Breastfeeding is one of the cardinal principles of newborn care and breast milk is the optimum nutrition for both healthy and sick newborn babies. 8 steps to achieve successful breastfeeding
- All pregnant women should know about the benefits and management of breastfeeding.
- Mother should initiate breastfeeding within 1 hour of the birth of a baby.
- Mothers should ask healthcare staff how to breastfeed and how to maintain lactation even if they are separated from their infants
- Give newborn infants no food or drink other than breast milk, unless medically indicated
- Allow mothers and infants to remain together for entire 24 hours in a day
- Encourage breastfeeding on demand
- Give no artificial teats or pacifiers (also called dummies or soothers) to breastfeeding infants
- Mother can ask for any breastfeeding support groups available while getting discharged from the hospital/clinic.
For mothers to produce enough milk the baby must suckle often enough, and must also suckle in the correct manner. Correct positioning ensures effective suckling and prevents breast engorgement as well as sore nipples.
Proper positioning involves:
- Baby’s body is well supported
- The hand, neck and body of the baby are in the same plane
- Entire body of the baby faces the mother
- Baby’s abdomen touched mother’s abdomen Figure
Proper attachment involves:
- Baby’s mouth is wide open
- Lower lip is turned outwards
- Baby’s chin touches mother’s breast
- Majority of the areola is comfortably inside the baby’s mouth, promoting effective breastfeeding
General principles of exclusive breastfeeding
- Mother request early and exclusive breastfeeding whenever possible
- Mother and her family should know the benefits of early and exclusive breastfeeding:
- Breast milk contains the exact nutrients the baby needs and promotes the baby’s development
- Breast milk is easily digested and efficiently used by the baby’s body
- Breast milk protects baby from infection
- Breastfeeding can be used as a contraceptive method (lactational amenorrhea method)

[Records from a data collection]
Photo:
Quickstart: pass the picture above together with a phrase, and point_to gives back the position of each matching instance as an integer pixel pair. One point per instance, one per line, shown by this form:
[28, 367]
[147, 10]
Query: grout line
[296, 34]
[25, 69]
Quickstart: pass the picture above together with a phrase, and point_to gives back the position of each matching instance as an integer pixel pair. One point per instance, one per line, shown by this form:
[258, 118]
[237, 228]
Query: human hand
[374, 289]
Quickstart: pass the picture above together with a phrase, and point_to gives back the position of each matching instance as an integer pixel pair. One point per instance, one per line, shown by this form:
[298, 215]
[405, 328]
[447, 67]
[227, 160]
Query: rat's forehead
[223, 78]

...

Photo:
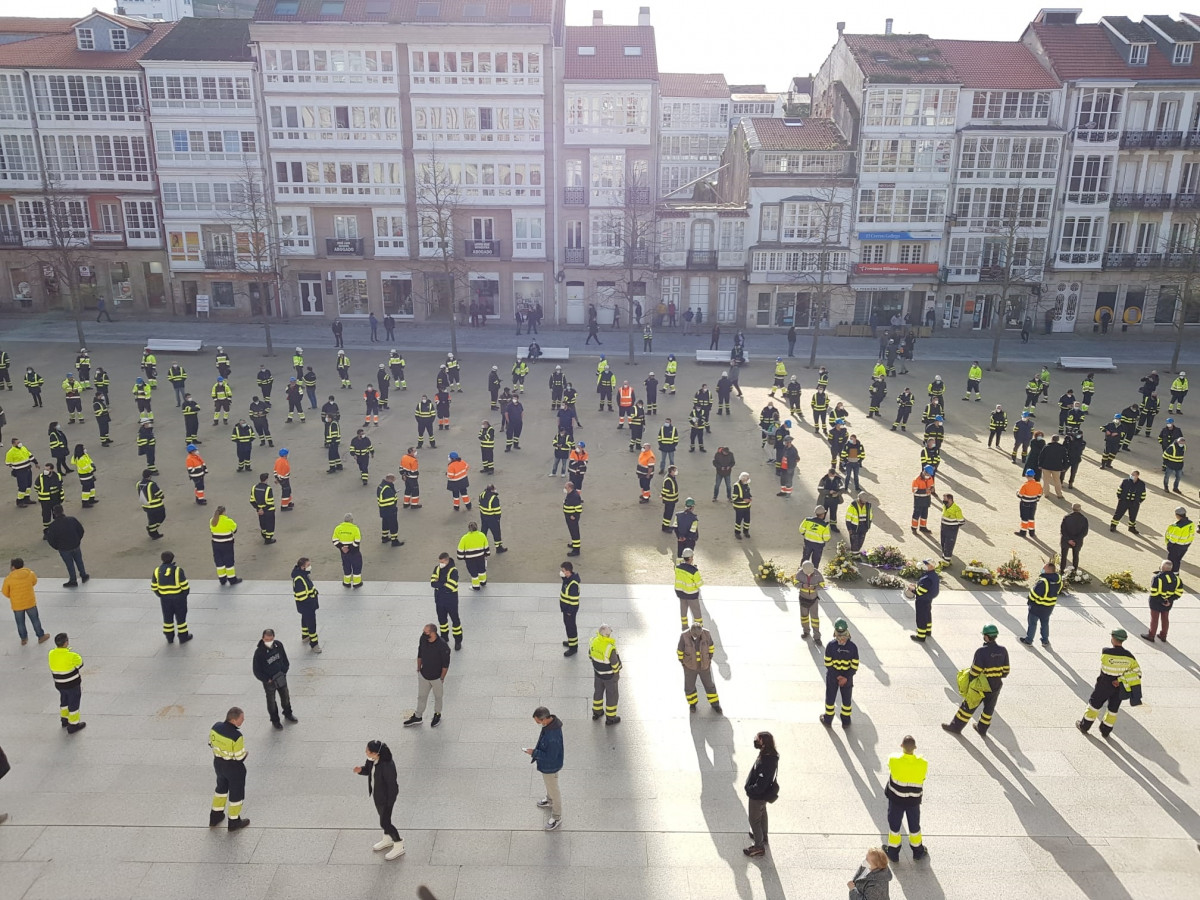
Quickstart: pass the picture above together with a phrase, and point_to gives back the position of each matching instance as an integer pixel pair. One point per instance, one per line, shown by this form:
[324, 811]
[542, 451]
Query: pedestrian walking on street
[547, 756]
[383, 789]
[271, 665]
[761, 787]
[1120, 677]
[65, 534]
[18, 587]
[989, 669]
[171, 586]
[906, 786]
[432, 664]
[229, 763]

- **Work instructions**:
1. Reproduce the passage on breastfeeding word for word, starting at "Breastfeeding is one" and ending at "from the hospital/clinic.".
2. According to the passage on breastfeeding, how soon after a baby's birth should the mother initiate breastfeeding?

- **Answer set**:
1.
Breastfeeding is one of the cardinal principles of newborn care and breast milk is the optimum nutrition for both healthy and sick newborn babies. 8 steps to achieve successful breastfeeding
- All pregnant women should know about the benefits and management of breastfeeding.
- Mother should initiate breastfeeding within 1 hour of the birth of a baby.
- Mothers should ask healthcare staff how to breastfeed and how to maintain lactation even if they are separated from their infants
- Give newborn infants no food or drink other than breast milk, unless medically indicated
- Allow mothers and infants to remain together for entire 24 hours in a day
- Encourage breastfeeding on demand
- Give no artificial teats or pacifiers (also called dummies or soothers) to breastfeeding infants
- Mother can ask for any breastfeeding support groups available while getting discharged from the hospital/clinic.

2. Within 1 hour of the birth of the baby.